DATASET EXCERPTS:

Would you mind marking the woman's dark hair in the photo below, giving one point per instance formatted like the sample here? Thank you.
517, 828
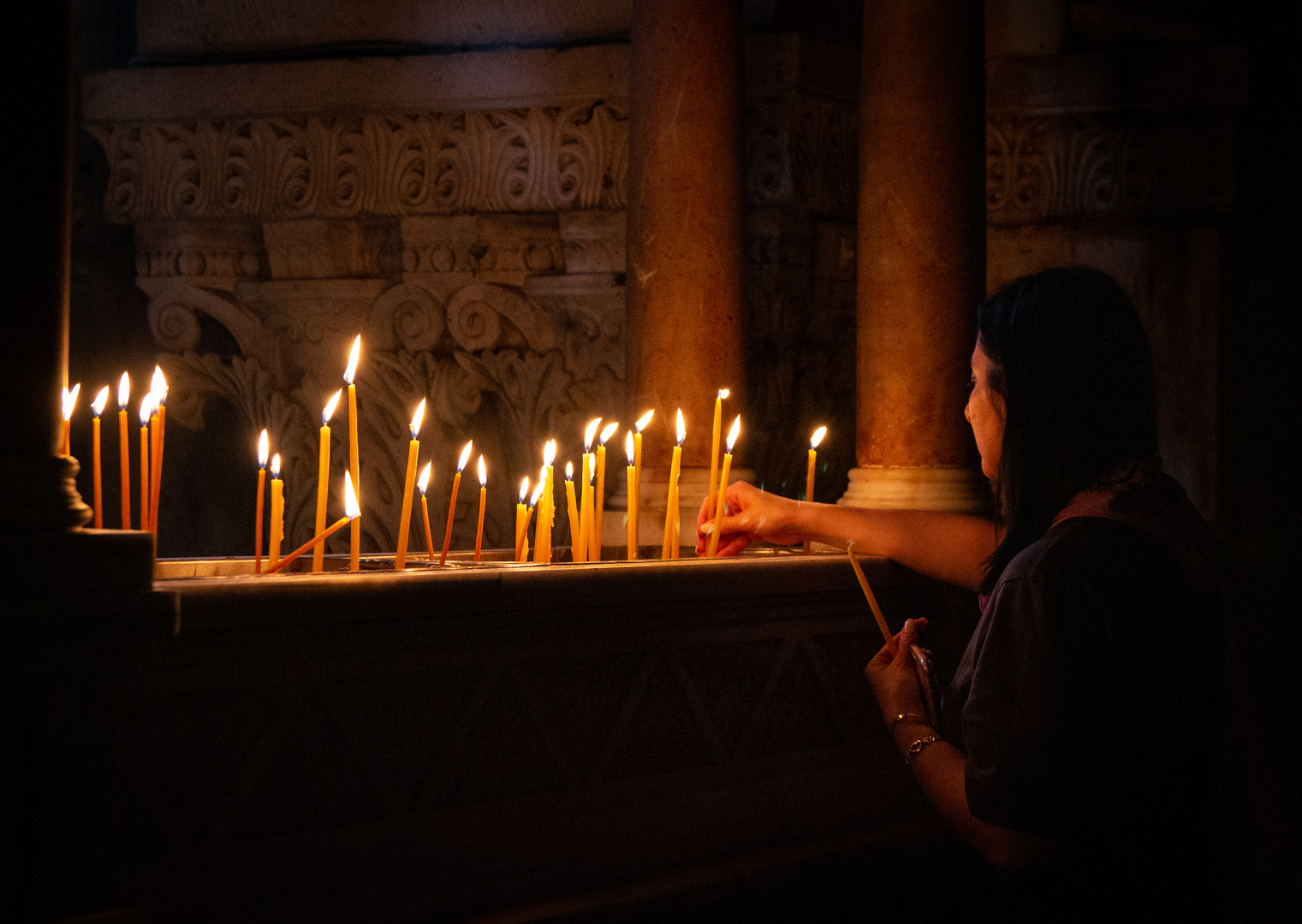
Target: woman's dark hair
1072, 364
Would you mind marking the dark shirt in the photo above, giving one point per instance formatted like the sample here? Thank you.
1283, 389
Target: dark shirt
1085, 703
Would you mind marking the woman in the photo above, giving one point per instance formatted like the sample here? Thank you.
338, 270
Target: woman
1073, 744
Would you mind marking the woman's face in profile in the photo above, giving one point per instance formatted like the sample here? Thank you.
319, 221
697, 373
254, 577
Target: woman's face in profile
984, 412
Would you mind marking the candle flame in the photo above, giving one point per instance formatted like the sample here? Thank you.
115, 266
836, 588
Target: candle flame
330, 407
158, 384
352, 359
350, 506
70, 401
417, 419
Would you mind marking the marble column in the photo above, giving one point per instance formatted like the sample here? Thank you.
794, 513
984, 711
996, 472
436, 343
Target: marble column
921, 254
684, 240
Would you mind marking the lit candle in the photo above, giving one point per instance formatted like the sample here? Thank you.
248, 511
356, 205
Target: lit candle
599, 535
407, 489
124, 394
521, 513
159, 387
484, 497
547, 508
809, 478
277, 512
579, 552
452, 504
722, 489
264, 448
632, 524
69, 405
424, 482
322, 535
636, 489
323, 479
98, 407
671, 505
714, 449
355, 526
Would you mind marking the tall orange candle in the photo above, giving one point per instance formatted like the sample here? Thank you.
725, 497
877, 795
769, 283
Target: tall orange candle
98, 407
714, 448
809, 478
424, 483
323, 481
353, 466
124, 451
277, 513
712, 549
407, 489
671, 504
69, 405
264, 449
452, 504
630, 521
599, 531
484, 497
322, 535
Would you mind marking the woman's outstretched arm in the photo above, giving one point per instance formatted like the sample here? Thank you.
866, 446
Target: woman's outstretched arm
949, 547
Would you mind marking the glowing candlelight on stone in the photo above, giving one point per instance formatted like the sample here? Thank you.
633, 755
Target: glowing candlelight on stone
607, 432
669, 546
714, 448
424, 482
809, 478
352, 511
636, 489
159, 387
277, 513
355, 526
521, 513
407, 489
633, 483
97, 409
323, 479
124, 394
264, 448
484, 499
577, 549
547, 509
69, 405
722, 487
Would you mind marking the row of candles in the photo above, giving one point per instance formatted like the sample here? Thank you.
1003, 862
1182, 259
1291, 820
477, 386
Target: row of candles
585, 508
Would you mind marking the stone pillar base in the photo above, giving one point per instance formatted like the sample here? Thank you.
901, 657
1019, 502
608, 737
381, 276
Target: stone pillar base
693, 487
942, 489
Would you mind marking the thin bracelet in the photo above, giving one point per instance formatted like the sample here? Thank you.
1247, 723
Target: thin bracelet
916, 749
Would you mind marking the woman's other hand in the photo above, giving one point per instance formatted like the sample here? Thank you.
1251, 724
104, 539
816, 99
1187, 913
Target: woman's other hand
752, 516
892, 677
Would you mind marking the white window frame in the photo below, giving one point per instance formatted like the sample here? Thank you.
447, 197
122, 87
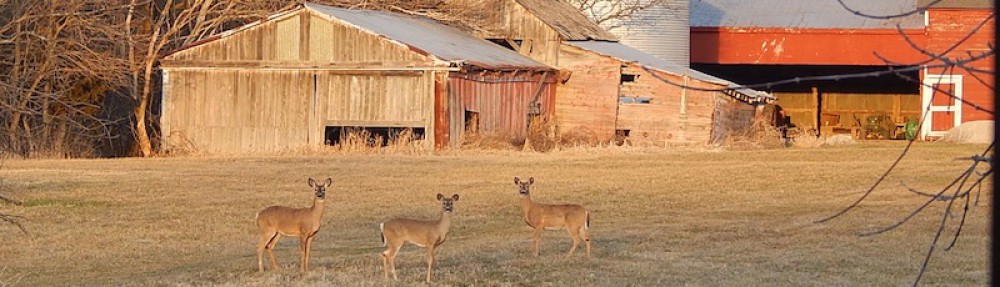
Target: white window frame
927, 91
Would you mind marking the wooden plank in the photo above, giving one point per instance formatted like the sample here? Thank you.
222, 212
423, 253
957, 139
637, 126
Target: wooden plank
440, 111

TASK GOAL:
When a line above includes the word "below", please list that line.

YOUR RESPONSE:
Would you mind marking the woman's dark hair in the photo below, giving one point per instance formatted like the sample here? Thank you.
Would you mind marking the white window frame in the photo below, giving one point per instance formatted like the sample here? Thank you.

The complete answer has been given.